SOURCE EXCERPT |
┏━━
# 31cc cultivator motor pull string (clutch problem)



## Viper32 (Sep 18, 2005)

Okay I got the piston that was locked up repaired it was busted. I replaced it with a new one and thats all good now. Now I have another problem, when I pull the starter rope it pulls freely but does not turn the motor. If I take the front cover off the motor and turn the clutch and tighten it will work again. The problem is this only works for maybe 5-6 pulls. How do I adjust or set this clutch can anyone help?

Viper


----------



## hankster (Jan 1, 1998)

What type and model is the cultivator?


----------



## Viper32 (Sep 18, 2005)

http://www.yardmachines.com/servlet/BrandProductDetail?ID=1195&CAT=15&SUB=109

This is the one................


Viper


----------



## hankster (Jan 1, 1998)

Ah yes.... the now infamous MTD loose clutch problem  First, most likely you have sheared the key on the flywheel. You can either replace it or hopefully tighten down the clutch while holding the flywheel in the proper position... not real easy to do but it can be done.

The only way we have found to tighten the clutch enough is by using a "homemade" clutch tool and a small butterfly impact wrench. All other methods we have tried have resulted in the product returning a couple weeks later with the same problem.
┗━━
(Saved data entries)
┏━━
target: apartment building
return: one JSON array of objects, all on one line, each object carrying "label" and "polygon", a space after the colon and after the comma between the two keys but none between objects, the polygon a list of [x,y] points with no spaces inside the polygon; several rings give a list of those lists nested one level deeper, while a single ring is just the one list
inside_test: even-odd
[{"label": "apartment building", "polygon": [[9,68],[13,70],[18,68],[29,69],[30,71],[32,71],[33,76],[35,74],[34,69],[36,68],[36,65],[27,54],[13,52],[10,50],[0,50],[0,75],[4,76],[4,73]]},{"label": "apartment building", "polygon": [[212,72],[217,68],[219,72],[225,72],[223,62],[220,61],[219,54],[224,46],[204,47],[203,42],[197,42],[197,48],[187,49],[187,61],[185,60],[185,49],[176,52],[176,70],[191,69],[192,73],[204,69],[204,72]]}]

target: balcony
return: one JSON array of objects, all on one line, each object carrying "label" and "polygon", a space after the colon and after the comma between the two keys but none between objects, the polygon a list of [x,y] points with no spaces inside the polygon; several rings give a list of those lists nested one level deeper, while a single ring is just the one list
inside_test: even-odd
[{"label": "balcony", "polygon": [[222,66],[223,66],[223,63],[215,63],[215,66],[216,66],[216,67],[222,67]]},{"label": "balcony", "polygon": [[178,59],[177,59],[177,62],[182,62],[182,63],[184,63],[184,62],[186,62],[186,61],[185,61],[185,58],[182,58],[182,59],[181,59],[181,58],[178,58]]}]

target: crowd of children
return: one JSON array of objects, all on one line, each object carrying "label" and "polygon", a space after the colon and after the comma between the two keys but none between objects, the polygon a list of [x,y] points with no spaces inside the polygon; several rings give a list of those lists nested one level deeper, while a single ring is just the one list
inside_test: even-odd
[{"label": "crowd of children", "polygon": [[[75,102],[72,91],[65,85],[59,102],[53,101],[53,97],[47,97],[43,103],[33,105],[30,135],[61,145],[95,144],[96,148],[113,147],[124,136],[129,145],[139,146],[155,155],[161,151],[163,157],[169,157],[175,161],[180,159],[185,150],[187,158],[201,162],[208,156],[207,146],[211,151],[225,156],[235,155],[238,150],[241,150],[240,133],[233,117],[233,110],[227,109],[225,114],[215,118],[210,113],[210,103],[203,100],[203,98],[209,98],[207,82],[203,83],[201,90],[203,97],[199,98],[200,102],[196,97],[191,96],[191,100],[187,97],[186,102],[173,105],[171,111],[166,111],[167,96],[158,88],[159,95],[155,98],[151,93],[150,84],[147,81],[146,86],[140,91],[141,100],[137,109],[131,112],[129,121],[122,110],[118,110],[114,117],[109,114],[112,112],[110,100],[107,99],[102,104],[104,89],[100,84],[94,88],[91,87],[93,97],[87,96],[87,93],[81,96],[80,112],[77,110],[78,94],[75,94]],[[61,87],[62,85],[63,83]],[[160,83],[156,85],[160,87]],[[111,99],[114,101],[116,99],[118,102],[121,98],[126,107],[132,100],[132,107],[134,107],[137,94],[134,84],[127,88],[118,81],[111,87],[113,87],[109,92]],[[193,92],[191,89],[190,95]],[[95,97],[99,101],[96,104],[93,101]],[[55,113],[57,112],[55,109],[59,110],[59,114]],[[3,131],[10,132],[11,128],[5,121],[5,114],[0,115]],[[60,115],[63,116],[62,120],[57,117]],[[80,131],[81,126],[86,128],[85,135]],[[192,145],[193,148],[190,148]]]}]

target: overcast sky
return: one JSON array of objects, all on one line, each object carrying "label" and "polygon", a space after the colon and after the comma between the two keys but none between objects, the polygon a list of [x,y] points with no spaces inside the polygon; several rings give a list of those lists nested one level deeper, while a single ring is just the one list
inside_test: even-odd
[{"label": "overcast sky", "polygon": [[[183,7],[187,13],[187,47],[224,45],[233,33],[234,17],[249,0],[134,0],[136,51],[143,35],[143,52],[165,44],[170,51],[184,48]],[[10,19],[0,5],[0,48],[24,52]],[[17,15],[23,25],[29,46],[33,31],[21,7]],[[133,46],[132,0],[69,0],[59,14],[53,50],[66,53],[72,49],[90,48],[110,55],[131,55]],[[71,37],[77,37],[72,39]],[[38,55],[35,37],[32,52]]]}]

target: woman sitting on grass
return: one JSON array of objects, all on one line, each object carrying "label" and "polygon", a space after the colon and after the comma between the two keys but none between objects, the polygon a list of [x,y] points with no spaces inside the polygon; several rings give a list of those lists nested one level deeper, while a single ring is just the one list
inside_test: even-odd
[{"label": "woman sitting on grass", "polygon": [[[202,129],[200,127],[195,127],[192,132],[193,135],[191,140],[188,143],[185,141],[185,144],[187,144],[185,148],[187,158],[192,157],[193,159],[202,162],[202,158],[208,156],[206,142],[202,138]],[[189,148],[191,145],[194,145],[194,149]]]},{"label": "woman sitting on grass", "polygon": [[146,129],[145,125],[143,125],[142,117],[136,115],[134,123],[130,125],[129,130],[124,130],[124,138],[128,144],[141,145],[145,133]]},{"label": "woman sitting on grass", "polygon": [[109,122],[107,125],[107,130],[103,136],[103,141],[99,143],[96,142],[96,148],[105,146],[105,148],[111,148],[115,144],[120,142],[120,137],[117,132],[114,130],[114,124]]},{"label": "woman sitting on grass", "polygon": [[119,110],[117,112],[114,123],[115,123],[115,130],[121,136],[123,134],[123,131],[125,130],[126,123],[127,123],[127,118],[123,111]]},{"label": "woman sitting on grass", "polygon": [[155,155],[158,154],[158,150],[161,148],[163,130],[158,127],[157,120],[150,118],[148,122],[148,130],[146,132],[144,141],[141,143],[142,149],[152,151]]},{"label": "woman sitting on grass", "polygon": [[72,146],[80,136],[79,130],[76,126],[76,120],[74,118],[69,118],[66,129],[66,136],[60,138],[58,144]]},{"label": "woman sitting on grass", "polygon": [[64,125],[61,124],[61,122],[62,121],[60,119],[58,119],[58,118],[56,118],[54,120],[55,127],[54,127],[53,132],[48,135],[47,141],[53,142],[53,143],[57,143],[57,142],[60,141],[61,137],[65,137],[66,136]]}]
┗━━
WRITTEN PROBLEM | From the cultivator clutch thread, return the stretch from "Ah yes.... the" through "can be done.", copied word for word.

RESULT OF THE EXERCISE |
Ah yes.... the now infamous MTD loose clutch problem  First, most likely you have sheared the key on the flywheel. You can either replace it or hopefully tighten down the clutch while holding the flywheel in the proper position... not real easy to do but it can be done.